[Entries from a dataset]

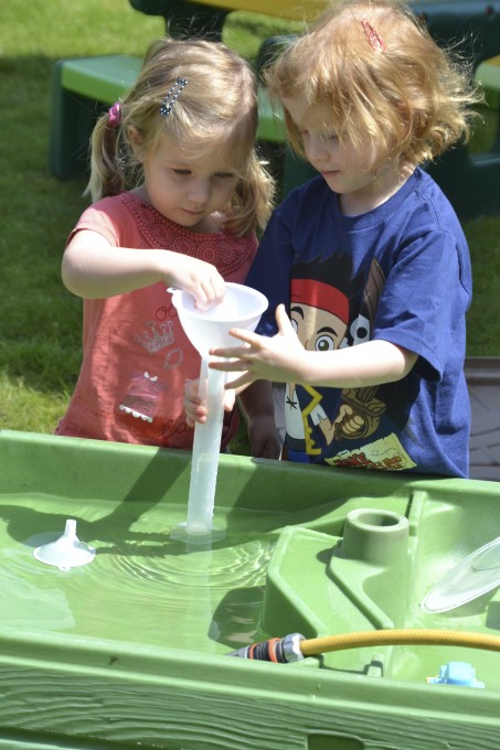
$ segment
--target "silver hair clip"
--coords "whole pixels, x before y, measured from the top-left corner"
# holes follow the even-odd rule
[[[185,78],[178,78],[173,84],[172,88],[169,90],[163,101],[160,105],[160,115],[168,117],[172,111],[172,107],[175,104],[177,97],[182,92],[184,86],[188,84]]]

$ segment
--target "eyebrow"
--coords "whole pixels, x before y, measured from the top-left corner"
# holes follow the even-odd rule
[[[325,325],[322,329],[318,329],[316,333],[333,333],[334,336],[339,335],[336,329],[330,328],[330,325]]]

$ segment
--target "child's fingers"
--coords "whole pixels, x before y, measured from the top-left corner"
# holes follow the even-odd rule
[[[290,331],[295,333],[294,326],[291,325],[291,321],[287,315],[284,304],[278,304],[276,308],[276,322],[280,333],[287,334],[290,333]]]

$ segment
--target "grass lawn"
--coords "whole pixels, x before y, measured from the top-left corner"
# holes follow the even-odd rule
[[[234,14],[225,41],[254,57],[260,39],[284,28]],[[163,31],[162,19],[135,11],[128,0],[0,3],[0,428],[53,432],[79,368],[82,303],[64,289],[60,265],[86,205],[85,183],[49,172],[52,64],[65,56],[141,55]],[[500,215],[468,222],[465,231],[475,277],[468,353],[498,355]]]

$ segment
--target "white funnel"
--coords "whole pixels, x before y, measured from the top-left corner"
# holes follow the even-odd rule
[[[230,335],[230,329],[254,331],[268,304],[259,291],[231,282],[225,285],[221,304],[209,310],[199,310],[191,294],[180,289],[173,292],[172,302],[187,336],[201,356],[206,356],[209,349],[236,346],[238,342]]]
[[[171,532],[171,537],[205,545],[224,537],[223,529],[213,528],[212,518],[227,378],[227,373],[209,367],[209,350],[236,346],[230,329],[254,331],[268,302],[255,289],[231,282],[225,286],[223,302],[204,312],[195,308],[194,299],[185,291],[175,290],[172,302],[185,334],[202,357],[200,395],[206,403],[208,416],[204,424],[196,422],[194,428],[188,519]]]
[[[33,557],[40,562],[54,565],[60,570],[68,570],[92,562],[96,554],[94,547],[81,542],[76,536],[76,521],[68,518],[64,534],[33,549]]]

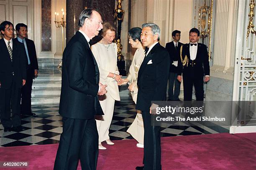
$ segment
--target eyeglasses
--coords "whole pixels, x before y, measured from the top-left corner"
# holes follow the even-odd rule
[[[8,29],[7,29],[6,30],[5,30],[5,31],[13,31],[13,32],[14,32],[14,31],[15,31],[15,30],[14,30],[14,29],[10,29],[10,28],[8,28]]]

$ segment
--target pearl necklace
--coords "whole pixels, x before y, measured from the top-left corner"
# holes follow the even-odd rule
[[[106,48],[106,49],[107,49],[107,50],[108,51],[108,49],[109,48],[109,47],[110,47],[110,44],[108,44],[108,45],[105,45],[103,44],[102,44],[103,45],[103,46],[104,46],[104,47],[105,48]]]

* * *

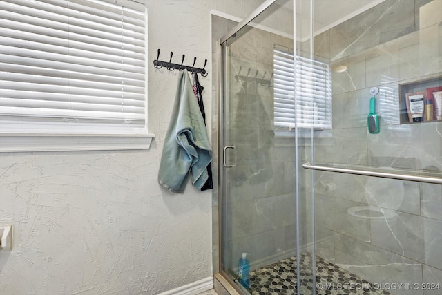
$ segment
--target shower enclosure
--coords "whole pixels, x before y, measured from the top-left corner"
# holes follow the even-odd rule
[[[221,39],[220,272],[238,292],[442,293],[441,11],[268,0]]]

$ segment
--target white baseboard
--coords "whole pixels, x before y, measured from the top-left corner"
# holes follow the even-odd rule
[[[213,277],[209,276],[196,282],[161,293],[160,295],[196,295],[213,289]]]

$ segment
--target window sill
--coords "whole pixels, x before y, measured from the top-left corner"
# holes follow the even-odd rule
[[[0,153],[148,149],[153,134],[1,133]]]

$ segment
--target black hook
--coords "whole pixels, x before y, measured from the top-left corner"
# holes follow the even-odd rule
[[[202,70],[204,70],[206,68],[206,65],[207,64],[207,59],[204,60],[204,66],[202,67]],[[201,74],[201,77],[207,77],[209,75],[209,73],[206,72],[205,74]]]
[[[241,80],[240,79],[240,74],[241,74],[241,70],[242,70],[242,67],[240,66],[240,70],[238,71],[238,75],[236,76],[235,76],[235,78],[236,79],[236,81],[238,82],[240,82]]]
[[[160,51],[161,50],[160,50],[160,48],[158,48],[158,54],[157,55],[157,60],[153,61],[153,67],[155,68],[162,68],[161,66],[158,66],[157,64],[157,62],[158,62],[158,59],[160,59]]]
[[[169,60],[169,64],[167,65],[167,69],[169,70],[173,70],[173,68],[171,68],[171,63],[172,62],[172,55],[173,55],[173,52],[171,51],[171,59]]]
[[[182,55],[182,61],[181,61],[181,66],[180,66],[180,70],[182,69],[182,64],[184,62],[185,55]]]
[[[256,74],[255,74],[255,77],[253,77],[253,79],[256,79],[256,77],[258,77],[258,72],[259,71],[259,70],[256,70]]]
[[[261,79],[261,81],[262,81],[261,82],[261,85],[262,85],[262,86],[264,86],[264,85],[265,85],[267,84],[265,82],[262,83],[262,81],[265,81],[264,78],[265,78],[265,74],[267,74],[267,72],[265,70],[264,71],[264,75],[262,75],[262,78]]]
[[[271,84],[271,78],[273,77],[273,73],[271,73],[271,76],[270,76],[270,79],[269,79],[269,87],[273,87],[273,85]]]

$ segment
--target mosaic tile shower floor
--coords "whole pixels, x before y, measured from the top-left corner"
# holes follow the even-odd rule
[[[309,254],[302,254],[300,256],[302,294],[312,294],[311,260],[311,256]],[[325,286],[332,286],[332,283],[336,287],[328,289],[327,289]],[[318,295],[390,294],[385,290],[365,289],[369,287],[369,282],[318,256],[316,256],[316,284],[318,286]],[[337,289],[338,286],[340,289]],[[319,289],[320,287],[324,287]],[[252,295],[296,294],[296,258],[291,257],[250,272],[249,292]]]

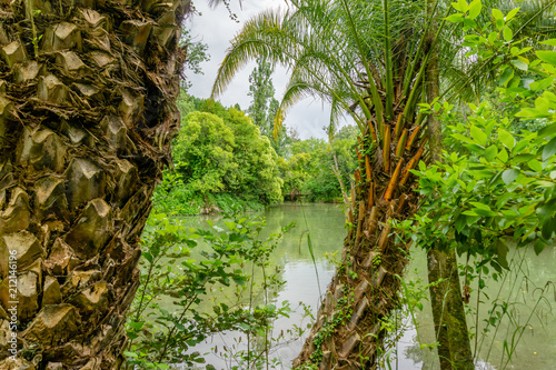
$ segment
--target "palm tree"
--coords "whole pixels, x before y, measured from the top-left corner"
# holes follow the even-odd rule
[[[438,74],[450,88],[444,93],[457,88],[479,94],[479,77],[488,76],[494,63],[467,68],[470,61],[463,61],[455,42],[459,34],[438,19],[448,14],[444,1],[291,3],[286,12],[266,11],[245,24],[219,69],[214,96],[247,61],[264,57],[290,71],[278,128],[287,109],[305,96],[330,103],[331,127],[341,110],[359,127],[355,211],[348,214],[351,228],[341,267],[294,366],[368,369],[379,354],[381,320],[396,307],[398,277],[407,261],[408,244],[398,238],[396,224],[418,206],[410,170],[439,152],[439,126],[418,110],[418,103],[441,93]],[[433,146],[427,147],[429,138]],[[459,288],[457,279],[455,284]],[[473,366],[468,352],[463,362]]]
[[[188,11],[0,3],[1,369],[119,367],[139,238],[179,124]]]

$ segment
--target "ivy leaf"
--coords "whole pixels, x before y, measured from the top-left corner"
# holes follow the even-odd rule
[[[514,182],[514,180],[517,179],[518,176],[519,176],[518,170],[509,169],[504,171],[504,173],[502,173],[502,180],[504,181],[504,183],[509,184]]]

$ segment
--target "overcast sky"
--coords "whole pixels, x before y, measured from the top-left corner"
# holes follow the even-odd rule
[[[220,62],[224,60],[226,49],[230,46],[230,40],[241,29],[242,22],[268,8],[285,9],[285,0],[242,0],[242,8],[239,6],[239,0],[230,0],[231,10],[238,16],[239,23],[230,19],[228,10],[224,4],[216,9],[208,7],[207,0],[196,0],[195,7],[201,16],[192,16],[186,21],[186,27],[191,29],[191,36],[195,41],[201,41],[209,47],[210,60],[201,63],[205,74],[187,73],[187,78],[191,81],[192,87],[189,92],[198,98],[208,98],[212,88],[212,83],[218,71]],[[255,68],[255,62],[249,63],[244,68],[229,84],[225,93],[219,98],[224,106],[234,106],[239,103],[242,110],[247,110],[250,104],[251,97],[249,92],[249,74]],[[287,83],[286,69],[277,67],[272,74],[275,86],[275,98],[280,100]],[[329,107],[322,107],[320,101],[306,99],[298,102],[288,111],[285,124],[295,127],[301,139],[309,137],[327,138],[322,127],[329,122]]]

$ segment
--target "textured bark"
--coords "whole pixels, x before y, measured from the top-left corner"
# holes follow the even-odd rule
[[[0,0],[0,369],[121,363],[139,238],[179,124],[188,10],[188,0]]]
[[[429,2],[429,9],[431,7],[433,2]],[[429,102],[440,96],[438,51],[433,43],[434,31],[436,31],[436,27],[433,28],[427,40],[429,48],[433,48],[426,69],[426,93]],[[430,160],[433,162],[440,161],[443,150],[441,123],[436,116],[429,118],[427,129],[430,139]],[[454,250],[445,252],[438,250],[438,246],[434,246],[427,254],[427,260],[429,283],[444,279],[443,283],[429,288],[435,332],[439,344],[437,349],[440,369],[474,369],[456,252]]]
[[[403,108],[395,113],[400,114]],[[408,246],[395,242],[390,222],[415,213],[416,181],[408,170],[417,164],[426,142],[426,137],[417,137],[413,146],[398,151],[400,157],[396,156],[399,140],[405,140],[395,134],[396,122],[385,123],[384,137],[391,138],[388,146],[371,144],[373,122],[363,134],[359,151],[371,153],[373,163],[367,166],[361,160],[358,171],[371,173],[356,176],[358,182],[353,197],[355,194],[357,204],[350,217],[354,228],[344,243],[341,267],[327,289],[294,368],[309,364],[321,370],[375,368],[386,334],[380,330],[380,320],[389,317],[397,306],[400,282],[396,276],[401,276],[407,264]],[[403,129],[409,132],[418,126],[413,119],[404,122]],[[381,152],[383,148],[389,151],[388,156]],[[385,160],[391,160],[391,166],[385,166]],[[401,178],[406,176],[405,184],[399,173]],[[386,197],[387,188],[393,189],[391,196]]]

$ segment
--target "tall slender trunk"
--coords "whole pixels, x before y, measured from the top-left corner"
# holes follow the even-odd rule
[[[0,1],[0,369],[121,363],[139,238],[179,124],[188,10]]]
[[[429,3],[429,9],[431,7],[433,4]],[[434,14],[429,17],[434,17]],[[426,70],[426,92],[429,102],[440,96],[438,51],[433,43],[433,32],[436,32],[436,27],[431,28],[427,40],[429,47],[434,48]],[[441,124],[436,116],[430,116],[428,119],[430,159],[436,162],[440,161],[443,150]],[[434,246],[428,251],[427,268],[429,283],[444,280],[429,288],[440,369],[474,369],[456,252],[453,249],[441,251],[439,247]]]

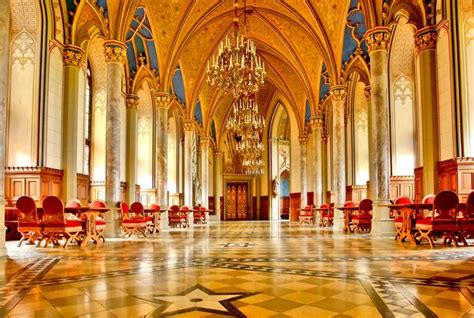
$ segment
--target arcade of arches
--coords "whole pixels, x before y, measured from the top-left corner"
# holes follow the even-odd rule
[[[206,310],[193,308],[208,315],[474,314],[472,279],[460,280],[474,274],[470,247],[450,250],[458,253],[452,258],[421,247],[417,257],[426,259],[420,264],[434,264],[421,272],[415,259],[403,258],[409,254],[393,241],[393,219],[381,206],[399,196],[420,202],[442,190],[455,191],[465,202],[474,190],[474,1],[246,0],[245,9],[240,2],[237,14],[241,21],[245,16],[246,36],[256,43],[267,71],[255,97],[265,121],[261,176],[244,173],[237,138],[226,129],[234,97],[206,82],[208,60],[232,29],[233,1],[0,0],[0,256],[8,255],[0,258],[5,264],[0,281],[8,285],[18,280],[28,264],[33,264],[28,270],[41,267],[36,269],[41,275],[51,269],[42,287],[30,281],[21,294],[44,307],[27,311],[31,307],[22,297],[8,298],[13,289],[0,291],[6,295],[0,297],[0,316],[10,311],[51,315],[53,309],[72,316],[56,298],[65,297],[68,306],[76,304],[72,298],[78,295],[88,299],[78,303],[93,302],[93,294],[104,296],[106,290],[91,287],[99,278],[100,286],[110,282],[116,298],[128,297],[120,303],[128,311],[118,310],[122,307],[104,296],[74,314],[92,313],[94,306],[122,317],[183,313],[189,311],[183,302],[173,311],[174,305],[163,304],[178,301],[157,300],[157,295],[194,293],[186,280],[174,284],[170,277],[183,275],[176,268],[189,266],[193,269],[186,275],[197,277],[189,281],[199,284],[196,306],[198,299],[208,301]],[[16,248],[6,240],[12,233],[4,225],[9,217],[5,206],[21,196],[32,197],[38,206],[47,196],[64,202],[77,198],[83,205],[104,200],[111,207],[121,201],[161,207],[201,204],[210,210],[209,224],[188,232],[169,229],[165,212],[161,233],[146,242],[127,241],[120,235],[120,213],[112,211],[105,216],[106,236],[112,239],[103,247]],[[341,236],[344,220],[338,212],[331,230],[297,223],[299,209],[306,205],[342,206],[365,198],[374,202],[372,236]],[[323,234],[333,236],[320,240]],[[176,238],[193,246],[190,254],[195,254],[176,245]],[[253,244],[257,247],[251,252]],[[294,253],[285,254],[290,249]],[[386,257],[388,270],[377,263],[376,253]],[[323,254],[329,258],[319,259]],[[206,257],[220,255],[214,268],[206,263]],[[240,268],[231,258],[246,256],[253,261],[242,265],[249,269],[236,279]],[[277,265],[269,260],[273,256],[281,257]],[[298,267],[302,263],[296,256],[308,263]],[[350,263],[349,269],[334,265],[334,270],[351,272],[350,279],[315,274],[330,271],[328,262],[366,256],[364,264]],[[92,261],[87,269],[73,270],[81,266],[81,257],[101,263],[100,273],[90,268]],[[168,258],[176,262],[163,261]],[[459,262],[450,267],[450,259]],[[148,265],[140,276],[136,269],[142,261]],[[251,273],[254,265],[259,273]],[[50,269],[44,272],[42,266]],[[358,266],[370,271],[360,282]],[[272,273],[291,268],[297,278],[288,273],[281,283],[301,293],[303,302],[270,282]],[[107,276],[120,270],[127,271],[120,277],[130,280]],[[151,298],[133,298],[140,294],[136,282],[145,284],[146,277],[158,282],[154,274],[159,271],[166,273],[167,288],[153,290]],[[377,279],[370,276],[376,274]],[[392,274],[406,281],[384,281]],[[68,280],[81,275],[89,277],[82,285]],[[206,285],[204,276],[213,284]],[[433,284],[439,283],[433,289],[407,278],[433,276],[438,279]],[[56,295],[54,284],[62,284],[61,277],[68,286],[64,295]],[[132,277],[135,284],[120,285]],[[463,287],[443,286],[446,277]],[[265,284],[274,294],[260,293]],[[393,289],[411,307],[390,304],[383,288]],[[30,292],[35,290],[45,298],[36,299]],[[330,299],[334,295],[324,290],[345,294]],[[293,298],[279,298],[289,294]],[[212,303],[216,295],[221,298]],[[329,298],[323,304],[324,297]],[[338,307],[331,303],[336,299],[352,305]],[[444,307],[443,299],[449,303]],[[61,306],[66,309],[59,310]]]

▶ _Written request_
List every line of the data that contains the word "white", matching case.

▶ _Response to the exercise_
--target "white funnel"
--target white baseboard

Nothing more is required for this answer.